#### [Task set]
a. Answer these questions from the battery discharge thread below, one line each:
(i) How much current does each of the first poster's two batteries support for 5 minutes?
(ii) What share of discharge does the first poster conclude applies?
(iii) Which C-rating does wildebus consider too low for most people?
b. In the battery discharge thread below, why does wildebus arrive at a personal C-rating as high as about C115 even with a big inverter? Answer in one to three sentences.

#### [Quoted text]
——————

So, yes, with my two batteries supporting 95A each for 5 minutes, and sticking to the 1.8V/cell row, we're in the 20 minute territory and therefore 25% discharged.

Thanks, that's very helpful. Think I'm happy now. Bloody big cables though. And thanks for the reminder about C20; I'd forgotten that.

You know, I do wonder how many people aren't told/don't find out about this stuff. So they plug in an inverter and pull huge amounts out of it and are probably disappointed that the electric fire goes out in 15 minutes. And when I collected both my vans and had the handover run through, I'm sure no-one said 'oh, don't discharge more than 50%.... ' So I guess some places probably make a handy living out of replacing batteries that have been unknowingly mistreated.
 

wildebus

Forum Member
The right C-Rating - C100/C20/C-whatever rating - really does depend on how you use your batteries. Personally, I think for most folk, the C20 is too low. I worked my actual usage for a typical off-grid weekend using the Amps drawn each minute against the various C-ratings in the table for my battery and IIRC, my personal C-Rating was around C115 including the use of a big inverter (but I do have a big bank that pushes the 'real' C-Rating up).

——————

#### [Supplied records]
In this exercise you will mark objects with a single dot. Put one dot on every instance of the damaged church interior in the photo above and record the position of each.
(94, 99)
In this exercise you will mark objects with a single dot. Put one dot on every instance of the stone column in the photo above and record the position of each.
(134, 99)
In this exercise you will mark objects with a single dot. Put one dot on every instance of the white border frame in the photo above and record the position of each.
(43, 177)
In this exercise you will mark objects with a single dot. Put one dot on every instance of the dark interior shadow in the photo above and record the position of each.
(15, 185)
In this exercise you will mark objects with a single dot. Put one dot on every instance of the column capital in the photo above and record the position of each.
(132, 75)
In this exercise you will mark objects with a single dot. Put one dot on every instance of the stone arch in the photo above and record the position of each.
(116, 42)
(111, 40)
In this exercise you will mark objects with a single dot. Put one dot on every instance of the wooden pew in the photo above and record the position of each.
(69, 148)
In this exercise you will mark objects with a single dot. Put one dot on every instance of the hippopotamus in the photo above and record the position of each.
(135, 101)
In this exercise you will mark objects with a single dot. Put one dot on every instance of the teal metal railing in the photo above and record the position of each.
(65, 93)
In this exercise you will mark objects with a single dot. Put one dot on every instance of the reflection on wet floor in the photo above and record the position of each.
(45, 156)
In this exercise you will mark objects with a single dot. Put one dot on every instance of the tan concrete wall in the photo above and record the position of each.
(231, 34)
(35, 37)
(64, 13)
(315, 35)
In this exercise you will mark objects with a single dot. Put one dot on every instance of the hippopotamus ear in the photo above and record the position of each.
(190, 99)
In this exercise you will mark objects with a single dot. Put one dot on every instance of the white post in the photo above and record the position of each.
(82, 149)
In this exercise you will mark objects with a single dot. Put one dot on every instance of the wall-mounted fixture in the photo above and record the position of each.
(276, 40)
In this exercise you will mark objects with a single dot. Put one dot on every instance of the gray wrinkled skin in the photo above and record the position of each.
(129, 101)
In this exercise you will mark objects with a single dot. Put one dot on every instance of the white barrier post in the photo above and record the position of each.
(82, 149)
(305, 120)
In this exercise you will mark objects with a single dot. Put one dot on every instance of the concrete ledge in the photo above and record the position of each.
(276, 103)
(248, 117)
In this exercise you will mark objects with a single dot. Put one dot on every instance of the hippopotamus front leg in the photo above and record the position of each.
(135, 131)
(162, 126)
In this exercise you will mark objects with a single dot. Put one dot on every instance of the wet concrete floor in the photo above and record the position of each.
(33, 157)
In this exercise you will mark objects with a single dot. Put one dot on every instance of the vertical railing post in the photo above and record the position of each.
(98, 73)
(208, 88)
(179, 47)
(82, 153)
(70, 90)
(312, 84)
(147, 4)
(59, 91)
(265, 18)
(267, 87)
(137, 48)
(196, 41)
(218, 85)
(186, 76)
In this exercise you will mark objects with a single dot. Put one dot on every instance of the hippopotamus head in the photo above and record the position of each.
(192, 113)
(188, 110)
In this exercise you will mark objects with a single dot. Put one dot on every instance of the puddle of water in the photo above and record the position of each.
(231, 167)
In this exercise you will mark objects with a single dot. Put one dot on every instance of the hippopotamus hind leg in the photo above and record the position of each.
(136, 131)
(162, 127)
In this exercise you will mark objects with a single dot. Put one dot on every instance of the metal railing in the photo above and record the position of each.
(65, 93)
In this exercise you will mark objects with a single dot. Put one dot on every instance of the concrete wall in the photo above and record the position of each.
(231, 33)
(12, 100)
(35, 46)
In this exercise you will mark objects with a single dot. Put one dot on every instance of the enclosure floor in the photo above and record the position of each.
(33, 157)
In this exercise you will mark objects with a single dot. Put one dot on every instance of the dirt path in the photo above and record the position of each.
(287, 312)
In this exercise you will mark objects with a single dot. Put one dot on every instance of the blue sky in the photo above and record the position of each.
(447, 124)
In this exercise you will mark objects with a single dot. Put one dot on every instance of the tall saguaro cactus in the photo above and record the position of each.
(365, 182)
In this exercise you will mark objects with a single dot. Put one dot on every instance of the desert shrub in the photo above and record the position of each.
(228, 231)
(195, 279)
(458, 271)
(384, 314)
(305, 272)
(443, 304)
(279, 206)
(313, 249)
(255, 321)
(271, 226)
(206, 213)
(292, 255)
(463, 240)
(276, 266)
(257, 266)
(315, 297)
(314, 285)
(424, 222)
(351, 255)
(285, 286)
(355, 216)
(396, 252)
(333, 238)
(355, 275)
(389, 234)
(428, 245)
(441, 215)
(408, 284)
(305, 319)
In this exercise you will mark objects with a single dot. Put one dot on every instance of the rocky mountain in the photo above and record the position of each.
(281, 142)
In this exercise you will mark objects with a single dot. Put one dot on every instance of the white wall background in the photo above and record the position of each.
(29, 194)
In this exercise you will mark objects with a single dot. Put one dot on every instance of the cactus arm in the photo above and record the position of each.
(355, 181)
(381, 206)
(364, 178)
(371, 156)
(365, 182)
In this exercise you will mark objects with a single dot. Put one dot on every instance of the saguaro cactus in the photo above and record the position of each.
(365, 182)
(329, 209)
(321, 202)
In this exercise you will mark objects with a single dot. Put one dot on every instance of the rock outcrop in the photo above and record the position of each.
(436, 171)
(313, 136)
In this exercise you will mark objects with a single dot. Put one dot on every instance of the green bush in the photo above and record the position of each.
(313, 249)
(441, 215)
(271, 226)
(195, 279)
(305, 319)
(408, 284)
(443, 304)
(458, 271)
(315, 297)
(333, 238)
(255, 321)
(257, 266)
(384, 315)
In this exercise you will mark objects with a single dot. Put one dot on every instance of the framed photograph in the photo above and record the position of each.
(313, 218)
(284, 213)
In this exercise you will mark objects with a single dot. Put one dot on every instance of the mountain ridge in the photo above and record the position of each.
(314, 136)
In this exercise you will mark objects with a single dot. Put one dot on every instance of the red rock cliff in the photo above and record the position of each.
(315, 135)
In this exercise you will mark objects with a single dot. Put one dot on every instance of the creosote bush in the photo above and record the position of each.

——————

#### [Results]
a.
(i) 95A each.
(ii) 25% discharged.
(iii) C20.

b. Wildebus has a big battery bank, and that pushes the "real" C-rating up. He reached the figure by comparing the amps drawn each minute over a typical off-grid weekend against the C-ratings in his battery's table.